-- Begin Data lines --

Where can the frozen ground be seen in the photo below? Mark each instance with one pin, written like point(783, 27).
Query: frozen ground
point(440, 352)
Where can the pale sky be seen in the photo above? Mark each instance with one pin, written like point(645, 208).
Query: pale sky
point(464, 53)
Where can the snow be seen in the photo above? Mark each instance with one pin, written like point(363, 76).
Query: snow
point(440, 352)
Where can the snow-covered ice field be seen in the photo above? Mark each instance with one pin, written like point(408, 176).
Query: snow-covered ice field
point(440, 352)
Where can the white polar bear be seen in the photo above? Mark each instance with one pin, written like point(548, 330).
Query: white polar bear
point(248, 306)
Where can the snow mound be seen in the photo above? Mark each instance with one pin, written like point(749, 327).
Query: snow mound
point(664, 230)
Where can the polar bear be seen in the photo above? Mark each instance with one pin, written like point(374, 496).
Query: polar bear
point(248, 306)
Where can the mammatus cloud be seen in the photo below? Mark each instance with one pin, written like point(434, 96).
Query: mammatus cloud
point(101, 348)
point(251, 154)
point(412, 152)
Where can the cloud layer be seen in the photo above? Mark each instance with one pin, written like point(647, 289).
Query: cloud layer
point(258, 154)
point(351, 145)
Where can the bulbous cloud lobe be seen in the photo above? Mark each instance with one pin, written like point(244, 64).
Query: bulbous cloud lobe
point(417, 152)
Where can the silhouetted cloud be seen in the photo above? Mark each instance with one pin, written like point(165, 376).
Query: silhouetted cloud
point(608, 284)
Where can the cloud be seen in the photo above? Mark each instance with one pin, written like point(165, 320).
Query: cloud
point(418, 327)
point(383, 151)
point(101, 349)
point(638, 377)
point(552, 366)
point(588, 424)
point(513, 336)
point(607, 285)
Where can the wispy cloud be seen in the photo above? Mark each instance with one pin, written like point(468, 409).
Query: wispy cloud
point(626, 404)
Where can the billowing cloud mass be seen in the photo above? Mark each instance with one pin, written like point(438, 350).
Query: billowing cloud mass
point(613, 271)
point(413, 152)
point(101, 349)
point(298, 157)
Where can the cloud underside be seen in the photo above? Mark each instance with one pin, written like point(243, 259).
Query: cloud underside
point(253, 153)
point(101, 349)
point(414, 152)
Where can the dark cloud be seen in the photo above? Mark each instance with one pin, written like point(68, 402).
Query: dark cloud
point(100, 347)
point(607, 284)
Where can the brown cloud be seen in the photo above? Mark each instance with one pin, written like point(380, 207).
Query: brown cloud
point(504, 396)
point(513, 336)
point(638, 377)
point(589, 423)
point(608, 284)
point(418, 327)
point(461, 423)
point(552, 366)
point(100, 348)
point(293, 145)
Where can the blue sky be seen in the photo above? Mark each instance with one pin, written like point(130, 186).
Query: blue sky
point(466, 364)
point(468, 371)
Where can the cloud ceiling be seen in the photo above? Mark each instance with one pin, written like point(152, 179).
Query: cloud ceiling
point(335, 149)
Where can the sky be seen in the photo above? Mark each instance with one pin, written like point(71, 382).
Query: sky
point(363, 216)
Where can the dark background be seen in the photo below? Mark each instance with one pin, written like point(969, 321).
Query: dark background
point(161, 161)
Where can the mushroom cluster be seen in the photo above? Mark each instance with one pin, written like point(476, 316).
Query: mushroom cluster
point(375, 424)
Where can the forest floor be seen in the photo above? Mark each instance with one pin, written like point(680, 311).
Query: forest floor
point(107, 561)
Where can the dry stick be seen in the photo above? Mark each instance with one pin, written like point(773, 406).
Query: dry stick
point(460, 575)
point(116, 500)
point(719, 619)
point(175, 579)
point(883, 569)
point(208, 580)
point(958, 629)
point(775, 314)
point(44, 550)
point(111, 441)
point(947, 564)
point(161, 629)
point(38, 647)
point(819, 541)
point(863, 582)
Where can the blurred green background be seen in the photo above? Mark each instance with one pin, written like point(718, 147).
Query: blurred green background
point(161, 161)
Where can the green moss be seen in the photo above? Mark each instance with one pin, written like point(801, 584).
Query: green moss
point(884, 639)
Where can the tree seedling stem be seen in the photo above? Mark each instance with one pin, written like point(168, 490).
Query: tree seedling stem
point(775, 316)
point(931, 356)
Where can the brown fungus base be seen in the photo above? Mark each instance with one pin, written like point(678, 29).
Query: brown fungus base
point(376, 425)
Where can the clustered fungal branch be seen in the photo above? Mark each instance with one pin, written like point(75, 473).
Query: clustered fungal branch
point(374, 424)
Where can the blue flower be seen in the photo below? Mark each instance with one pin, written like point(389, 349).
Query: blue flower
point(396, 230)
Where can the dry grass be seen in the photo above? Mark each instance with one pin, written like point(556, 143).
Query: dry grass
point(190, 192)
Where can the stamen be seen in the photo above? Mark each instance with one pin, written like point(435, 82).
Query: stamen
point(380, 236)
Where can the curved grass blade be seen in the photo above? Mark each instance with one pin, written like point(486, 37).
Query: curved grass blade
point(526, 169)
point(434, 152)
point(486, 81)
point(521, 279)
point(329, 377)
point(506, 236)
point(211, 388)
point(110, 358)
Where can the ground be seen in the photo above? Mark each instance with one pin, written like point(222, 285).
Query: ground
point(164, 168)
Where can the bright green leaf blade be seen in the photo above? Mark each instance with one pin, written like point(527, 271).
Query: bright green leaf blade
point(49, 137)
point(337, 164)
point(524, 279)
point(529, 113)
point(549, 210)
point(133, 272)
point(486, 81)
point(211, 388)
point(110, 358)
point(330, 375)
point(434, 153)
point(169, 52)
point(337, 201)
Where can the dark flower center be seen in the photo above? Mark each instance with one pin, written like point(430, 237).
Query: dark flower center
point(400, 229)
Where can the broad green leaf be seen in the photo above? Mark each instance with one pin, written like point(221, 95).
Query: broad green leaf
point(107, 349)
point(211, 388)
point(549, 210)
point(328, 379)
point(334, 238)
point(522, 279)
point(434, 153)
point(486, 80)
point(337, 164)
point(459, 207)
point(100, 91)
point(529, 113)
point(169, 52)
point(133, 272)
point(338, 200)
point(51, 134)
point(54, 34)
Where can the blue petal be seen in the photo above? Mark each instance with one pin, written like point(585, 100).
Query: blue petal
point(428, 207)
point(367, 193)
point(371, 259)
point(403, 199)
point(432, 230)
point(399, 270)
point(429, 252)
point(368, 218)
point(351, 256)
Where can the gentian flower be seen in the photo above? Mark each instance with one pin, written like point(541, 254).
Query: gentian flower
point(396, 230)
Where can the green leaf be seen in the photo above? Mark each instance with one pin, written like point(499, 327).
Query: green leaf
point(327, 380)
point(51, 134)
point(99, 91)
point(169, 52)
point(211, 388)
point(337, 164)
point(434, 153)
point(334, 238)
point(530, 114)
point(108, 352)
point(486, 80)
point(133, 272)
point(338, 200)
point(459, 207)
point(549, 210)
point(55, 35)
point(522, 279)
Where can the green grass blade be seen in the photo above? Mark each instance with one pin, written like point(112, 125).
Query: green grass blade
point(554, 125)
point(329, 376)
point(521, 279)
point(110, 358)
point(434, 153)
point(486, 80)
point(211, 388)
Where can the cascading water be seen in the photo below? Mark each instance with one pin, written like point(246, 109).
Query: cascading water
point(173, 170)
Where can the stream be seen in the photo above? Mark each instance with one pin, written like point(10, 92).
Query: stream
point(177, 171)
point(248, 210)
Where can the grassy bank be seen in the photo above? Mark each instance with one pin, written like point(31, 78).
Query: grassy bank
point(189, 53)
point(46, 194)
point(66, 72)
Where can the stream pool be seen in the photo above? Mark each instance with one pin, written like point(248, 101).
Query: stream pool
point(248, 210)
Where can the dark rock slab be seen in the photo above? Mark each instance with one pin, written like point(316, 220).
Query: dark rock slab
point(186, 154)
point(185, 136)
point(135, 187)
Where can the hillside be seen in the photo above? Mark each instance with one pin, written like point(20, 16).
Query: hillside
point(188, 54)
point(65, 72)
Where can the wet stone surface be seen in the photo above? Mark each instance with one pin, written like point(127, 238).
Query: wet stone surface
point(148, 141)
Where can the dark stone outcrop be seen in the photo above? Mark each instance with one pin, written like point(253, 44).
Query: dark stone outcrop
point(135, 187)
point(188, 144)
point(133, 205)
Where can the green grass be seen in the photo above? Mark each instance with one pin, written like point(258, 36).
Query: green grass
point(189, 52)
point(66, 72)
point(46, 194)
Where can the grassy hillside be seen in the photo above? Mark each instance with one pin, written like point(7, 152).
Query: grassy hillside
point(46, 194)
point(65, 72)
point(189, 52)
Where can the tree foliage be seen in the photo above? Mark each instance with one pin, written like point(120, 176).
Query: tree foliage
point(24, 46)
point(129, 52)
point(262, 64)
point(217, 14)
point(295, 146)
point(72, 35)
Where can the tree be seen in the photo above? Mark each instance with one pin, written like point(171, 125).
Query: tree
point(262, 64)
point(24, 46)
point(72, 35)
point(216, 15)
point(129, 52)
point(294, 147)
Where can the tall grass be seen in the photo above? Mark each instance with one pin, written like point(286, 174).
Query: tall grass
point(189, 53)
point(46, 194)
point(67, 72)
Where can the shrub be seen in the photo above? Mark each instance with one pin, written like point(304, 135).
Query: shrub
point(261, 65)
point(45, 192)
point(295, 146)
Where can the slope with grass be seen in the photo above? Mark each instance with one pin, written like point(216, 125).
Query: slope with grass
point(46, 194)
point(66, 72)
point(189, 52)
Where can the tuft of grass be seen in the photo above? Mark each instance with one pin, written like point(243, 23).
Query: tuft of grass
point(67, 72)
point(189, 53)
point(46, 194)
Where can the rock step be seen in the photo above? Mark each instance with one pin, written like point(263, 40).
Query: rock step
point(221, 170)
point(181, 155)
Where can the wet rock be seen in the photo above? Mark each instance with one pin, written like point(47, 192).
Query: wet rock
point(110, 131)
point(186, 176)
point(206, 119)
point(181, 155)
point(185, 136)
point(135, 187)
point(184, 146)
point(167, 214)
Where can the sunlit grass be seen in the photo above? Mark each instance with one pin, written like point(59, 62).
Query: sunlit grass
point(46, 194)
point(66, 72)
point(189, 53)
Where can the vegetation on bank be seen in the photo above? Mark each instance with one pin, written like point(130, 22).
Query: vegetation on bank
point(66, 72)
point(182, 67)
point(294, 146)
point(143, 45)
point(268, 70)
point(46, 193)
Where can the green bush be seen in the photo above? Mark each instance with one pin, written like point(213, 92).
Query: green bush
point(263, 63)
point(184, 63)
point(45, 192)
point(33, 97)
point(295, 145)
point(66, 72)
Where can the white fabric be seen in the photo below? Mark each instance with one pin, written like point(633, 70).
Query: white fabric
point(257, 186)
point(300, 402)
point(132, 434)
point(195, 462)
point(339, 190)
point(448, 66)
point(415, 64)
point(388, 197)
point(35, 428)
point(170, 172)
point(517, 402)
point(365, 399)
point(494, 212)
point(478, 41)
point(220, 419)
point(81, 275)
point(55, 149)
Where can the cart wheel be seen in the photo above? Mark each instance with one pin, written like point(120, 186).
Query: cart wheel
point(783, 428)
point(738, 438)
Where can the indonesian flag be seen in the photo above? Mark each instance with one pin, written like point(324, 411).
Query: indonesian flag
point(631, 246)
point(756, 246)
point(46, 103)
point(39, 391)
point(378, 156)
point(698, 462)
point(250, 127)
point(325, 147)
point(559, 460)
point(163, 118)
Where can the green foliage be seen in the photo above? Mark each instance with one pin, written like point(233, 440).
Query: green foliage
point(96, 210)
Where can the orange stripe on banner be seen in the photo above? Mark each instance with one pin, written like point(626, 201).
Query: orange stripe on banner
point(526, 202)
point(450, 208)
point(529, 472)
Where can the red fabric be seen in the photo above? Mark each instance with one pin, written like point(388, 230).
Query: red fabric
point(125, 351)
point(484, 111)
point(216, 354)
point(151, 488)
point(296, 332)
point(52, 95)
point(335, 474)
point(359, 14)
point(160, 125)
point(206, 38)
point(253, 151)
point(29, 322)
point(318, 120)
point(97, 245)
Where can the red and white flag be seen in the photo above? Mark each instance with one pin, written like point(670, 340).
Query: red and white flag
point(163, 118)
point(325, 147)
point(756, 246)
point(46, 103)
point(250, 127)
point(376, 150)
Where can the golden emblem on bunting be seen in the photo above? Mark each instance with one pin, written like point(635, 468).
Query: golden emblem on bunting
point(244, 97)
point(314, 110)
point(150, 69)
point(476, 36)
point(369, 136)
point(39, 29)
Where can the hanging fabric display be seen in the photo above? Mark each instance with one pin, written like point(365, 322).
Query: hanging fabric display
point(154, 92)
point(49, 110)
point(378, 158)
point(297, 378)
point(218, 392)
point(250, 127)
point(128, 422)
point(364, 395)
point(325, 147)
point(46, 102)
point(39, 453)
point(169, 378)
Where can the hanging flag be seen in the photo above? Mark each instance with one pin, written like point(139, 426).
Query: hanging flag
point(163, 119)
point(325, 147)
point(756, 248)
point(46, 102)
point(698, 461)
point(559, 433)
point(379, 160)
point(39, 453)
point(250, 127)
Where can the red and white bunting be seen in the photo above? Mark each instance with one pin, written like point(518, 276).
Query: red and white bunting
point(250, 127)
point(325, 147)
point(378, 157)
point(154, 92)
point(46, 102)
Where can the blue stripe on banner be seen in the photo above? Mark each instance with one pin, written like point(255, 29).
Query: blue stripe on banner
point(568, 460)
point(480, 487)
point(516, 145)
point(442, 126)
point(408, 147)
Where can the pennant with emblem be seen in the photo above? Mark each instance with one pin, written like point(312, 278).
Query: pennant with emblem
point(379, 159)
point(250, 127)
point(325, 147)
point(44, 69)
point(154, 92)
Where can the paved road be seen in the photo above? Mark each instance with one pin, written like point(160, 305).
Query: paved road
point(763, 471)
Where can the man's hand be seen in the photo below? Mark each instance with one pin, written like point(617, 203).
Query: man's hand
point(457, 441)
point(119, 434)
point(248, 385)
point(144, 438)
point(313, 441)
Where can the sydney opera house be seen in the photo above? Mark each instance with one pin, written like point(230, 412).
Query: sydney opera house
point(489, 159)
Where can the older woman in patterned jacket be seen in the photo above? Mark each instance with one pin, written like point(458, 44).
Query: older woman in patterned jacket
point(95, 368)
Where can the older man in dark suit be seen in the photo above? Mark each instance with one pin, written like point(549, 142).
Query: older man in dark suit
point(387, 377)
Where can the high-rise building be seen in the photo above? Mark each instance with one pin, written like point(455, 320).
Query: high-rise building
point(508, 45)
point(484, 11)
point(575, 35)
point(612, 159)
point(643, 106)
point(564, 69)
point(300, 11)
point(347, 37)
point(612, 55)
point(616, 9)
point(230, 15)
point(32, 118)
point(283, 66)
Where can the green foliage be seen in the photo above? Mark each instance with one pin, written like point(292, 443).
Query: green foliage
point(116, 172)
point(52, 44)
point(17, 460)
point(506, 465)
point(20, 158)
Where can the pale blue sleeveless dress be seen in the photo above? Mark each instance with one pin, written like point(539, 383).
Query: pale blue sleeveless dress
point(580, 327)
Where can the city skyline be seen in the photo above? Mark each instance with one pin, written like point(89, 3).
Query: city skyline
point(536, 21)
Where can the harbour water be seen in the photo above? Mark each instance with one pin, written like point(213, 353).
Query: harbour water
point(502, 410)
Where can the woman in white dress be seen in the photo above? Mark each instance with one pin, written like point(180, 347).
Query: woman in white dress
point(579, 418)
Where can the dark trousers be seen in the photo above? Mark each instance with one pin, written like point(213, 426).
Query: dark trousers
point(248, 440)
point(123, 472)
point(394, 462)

-- End Data lines --

> **Exercise**: Can you reproduce, unchanged, the records above, from the line with "Where can the sydney" to the line with "point(95, 368)", including both of those lines?

> **Response below**:
Where can the sydney opera house be seen in the photo above? Mark each instance with one pin, written like point(230, 412).
Query: sydney opera house
point(489, 159)
Where can the older woman in patterned jacket be seen in the photo above? Mark each instance with one pin, written like point(458, 44).
Query: older woman in patterned jacket
point(95, 368)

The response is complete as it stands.